++++ Artigo ++++
Pareceres do CRCoimbra

Parecer Nº 28/PP/2020-C

Parecer n.º 28/PP/2020-C

Assunto: Conflito de Interesses

 

Por comunicação escrita, datada de 03 de novembro de 2020, remetida através de correio eletrónico, dirigido ao Senhor Presidente do Conselho Regional de Coimbra da Ordem dos Advogados, o Exmo. Senhor Dr. BP..., Advogado, titular da cédula profissional n.º …C, com escritório na …, solicitou a emissão de parecer que coloca nos seguintes termos e que por facilidade na análise se transcreve:

 

“I - O signatário representou no âmbito do processo n.º A... que correu termos no Juízo Local Cível de Abrantes do Tribunal Judicial da Comarca de Santarém a Ex.ma Senhora IL..., no âmbito da ação de processo comum que IFF... moveu contra aquela.

II - A sentença proferida no referido processo, sendo inteiramente desfavorável à Ex.ma Senhora IL..., constituinte do signatário, transitou em julgado em 3 de julho de 2020.

III - Com base neste título executivo, o autor da ação n.º A... moveu duas execuções contra IL..., a saber: a ação de processo sumário nº B... que corre termos no Juiz 2 do Juízo de Execução do Entroncamento do Tribunal Judicial da Comarca de Santarém e a ação de processos sumário nº C... que corre termos no mesmo Juiz 2 do Juízo de Execução do Entroncamento do Tribunal Judicial da Comarca de Santarém. 

IV - O signatário não representa IL... em nenhuma das referidas ações executivas. 

V - Todavia, representa IL... no âmbito do processo de inventário que esta moveu contra IFF..., que corre termos sob o processo n.º D... que corre termos no Juízo de Família e Menores de Abrantes do Tribunal Judicial da Comarca de Santarém.

VI - No âmbito das aludidas ações executivas foram penhorados saldos bancários de uma conta bancária de que são titulares MAC..., mãe de IL..., esta e ainda o filho daquela e irmão desta, embora a titularidade dos saldos penhorados pertença em exclusivo à mãe de IL…, Ex.ma Senhora MAC.... 

VII - O signatário foi contactado por MAC... no sentido de a patrocinar em procedimento a intentar contra a penhora que considera ilegal. 

VII - Perante as questões de natureza deontológica que assolam o exponente, absteve-se de aceitar o mandato bem como de lhe prestar qualquer esclarecimento, atenta a representação da filha da Sr.ª MAC..., no processo n.º A... que correu termos no Juízo Local Cível de Abrantes do Tribunal Judicial da Comarca de Santarém e ainda no Processo n.º D... que corre termos no Juízo de Família e Menores de Abrantes do Tribunal Judicial da Comarca de Santarém, já que o meio processual a adotar para a defesa dos legítimos interesses de MAC..., perpassaria pela dedução de embargos de terceiro, necessariamente propostos, para assegurar a verificação dos pressupostos processuais, quer contra o exequente IFF..., quer contra a executada IL... (constituinte do signatário noutro processo, que apenas seria demandada para assegurar o pressuposto processual da legitimidade passiva), pretende este a emissão de parecer no sentido de aquilatar se a eventual aceitação do mandato conferido por MAC... colocaria o expoente numa, ainda que hipotética, situação de conflito de interesses, e por essa razão, deverá abster-se de a representar.
++++ Registos de dados ++++
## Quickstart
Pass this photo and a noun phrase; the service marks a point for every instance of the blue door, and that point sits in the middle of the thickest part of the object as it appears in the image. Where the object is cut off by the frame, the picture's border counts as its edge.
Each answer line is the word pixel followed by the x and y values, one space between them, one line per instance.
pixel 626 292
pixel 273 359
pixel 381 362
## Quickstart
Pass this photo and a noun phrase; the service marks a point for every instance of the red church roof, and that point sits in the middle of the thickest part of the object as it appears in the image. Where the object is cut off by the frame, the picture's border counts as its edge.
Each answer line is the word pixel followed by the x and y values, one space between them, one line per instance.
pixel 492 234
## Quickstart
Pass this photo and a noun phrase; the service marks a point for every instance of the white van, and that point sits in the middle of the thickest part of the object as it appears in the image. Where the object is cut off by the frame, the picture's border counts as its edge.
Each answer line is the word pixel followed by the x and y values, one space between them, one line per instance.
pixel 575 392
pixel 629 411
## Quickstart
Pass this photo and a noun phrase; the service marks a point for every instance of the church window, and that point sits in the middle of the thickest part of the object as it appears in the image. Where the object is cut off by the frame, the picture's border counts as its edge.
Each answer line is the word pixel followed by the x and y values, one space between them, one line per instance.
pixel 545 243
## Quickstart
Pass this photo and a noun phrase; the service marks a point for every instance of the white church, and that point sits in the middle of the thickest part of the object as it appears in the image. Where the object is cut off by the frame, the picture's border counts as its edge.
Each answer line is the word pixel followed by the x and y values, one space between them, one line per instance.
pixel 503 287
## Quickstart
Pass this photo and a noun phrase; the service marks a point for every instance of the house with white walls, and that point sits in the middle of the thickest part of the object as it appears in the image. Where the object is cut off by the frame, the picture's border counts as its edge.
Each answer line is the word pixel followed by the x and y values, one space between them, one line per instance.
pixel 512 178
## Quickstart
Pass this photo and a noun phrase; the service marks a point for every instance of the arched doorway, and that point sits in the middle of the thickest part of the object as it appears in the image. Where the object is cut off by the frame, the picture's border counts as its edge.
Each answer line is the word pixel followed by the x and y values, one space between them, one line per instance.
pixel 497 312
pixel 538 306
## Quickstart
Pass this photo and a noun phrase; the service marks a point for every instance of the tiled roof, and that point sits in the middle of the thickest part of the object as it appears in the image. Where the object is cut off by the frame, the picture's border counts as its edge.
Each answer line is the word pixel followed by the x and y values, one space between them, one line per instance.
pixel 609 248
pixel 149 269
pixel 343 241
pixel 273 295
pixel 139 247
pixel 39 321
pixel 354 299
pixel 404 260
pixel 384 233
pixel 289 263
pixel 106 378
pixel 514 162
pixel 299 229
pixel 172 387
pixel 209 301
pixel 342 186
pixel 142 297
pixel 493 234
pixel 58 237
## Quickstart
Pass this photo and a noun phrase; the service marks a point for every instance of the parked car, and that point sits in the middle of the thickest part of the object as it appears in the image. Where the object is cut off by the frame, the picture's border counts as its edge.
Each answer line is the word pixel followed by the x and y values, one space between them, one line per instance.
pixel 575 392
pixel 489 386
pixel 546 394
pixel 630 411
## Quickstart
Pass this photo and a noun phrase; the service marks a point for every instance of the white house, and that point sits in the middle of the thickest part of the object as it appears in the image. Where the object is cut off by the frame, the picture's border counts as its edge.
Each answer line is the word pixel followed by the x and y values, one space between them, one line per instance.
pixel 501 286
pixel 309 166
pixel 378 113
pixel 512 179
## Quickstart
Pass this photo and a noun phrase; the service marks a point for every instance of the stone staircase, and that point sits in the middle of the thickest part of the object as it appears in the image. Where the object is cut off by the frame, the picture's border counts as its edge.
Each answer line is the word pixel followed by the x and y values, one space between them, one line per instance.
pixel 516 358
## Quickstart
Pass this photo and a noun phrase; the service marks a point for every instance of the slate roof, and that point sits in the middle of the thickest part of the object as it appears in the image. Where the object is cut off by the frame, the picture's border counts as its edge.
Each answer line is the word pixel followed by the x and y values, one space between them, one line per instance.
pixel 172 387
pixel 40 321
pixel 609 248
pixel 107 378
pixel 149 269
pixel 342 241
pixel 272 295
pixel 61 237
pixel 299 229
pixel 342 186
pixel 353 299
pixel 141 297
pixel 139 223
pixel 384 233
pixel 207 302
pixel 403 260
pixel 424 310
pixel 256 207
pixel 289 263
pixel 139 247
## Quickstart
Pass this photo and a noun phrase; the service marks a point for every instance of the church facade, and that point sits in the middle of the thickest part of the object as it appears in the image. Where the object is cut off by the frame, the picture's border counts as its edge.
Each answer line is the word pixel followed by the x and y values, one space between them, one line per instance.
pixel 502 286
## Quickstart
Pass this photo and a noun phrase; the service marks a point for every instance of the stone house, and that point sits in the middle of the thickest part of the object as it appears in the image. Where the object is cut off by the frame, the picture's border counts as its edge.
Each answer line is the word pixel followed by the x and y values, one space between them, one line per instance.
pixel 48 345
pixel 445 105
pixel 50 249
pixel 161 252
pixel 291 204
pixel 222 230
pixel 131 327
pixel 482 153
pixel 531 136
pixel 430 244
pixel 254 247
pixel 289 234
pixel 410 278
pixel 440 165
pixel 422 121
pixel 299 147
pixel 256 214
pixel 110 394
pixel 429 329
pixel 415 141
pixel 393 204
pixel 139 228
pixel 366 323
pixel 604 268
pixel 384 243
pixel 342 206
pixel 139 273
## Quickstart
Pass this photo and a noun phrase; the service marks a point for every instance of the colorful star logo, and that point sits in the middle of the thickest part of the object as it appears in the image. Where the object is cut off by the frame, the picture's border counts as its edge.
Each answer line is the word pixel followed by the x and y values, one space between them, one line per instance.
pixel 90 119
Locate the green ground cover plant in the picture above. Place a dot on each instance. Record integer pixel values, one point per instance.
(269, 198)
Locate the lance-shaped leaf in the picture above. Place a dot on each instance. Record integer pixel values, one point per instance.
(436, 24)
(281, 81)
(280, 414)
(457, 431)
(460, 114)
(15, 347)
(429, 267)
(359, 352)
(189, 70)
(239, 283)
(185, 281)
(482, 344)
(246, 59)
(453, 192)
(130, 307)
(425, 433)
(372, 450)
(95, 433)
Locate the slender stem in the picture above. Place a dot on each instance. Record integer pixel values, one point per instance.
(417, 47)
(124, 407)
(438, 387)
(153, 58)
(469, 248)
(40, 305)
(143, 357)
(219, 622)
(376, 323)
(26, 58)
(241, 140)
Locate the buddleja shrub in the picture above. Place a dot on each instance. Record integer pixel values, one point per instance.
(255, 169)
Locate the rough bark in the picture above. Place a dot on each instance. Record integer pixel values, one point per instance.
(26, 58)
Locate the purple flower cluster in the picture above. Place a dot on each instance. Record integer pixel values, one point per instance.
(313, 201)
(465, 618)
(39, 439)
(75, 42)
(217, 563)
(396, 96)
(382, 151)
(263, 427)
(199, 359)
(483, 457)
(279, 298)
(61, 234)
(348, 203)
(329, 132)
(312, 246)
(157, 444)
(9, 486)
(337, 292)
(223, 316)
++++
A sua tarefa: Segundo o artigo, em que data transitou em julgado a sentença proferida no processo n.º A...? O material não é necessário para este exercício.

Resposta ao exercício: Em 3 de julho de 2020.